### Testo selezionato
%%

A integrazione della serie titolare è stata una scelta obbligata inserire Marvel Zombi. L’ambientazione è più o meno la stessa, la protagonista è la volitiva e altezzosa cacciatrice di mostri Elsa Bloodstone. Talmente stronza e cristallizzata nello stereotipo della snob inglese, alla fine diventa simpatica come già era successo nel Nextwave di Ellis e Immonen. Simon Spurrier ha imbastito una trama piuttosto originale e interessante in cui la Bloodstone, a guardia dello Scudo contro le incursioni degli zombi, viene teletrasportata da un avversario nelle Terre Morte e deve fare da balia a un bambino che ha perso la memoria. Decisamente godibile, anche perché Spurrier ha uno stile di scrittura spigliato e accattivante. Kev Walker asseconda l’atmosfera e indulge in qualche deriva caricaturale com’è d’altra parte già nelle sue corde, anche se mi è sembrato meglio qui che altrove.
Visto che c’ero ho preso anche il primo numero di Civil War. Il fascicolo si apre con un episodio extralarge della miniserie titolare, in cui viene spiegato come si è evoluta la vita negli Stati Uniti a seguito di uno svolgimento diverso degli eventi del vecchio crossover omonimo: dopo un’ecatombe gli USA si sono divisi in due macro-Stati in cui il conflitto ideologico tra Steve Rogers e Tony Stark prosegue e ha assunto proporzioni titaniche. Adesso gli States sono divisi nel Blu (il vasto e libero territorio a ovest retto da Capitan America, dall’apparenza rurale) e nel Ferro (il più limitato ma tecnologicamente ed economicamente avanzato territorio a est, retto da Iron Man). La storia viene narrata da Miriam Sharpe, madre di una delle vittime dell’incidente di Stamford che diede origine al plot di Millar: anche grazie a lei dopo sei anni di guerra civile sembra di essere riusciti ad addivenire a una tregua ma purtroppo l’incontro al vertice tra i due leader prenderà una piega drammatica.

%%

### Record estratti
%%

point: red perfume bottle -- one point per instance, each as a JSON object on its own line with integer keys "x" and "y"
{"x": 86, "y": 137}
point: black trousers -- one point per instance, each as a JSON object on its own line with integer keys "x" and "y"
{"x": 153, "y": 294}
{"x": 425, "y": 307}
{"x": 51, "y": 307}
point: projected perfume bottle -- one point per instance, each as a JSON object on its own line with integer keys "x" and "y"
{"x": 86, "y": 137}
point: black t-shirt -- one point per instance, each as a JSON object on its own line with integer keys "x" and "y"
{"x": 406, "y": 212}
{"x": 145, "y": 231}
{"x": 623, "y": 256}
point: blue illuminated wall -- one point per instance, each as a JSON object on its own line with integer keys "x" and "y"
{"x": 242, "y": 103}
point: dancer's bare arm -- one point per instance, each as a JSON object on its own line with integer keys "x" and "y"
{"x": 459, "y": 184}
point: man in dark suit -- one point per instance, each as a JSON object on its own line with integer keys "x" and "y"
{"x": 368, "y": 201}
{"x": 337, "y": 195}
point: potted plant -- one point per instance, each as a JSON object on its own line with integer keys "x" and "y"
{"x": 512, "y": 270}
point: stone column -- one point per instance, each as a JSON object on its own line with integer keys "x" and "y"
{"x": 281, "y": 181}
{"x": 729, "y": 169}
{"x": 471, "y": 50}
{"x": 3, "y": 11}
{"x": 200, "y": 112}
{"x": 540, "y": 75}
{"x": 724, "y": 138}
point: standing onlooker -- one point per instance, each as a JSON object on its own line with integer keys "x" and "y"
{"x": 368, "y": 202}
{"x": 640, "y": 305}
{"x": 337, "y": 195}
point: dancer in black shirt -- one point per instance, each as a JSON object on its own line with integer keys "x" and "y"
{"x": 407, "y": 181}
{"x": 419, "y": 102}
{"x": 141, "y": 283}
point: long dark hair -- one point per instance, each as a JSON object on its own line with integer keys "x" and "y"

%%

### Compiti da svolgere
A) Puoi trascrivere fedelmente il passo della recensione sui fumetti Marvel che va da "A integrazione della" fino a "qui che altrove."?
B) Secondo la recensione sui fumetti Marvel:
(i) chi è la protagonista di Marvel Zombi?
(ii) chi regge il territorio chiamato Blu?
(iii) da chi viene narrata la storia di Civil War?

### Soluzioni degli esercizi
A)
A integrazione della serie titolare è stata una scelta obbligata inserire Marvel Zombi. L’ambientazione è più o meno la stessa, la protagonista è la volitiva e altezzosa cacciatrice di mostri Elsa Bloodstone. Talmente stronza e cristallizzata nello stereotipo della snob inglese, alla fine diventa simpatica come già era successo nel Nextwave di Ellis e Immonen. Simon Spurrier ha imbastito una trama piuttosto originale e interessante in cui la Bloodstone, a guardia dello Scudo contro le incursioni degli zombi, viene teletrasportata da un avversario nelle Terre Morte e deve fare da balia a un bambino che ha perso la memoria. Decisamente godibile, anche perché Spurrier ha uno stile di scrittura spigliato e accattivante. Kev Walker asseconda l’atmosfera e indulge in qualche deriva caricaturale com’è d’altra parte già nelle sue corde, anche se mi è sembrato meglio qui che altrove.

B)
(i) Elsa Bloodstone.
(ii) Capitan America.
(iii) Da Miriam Sharpe.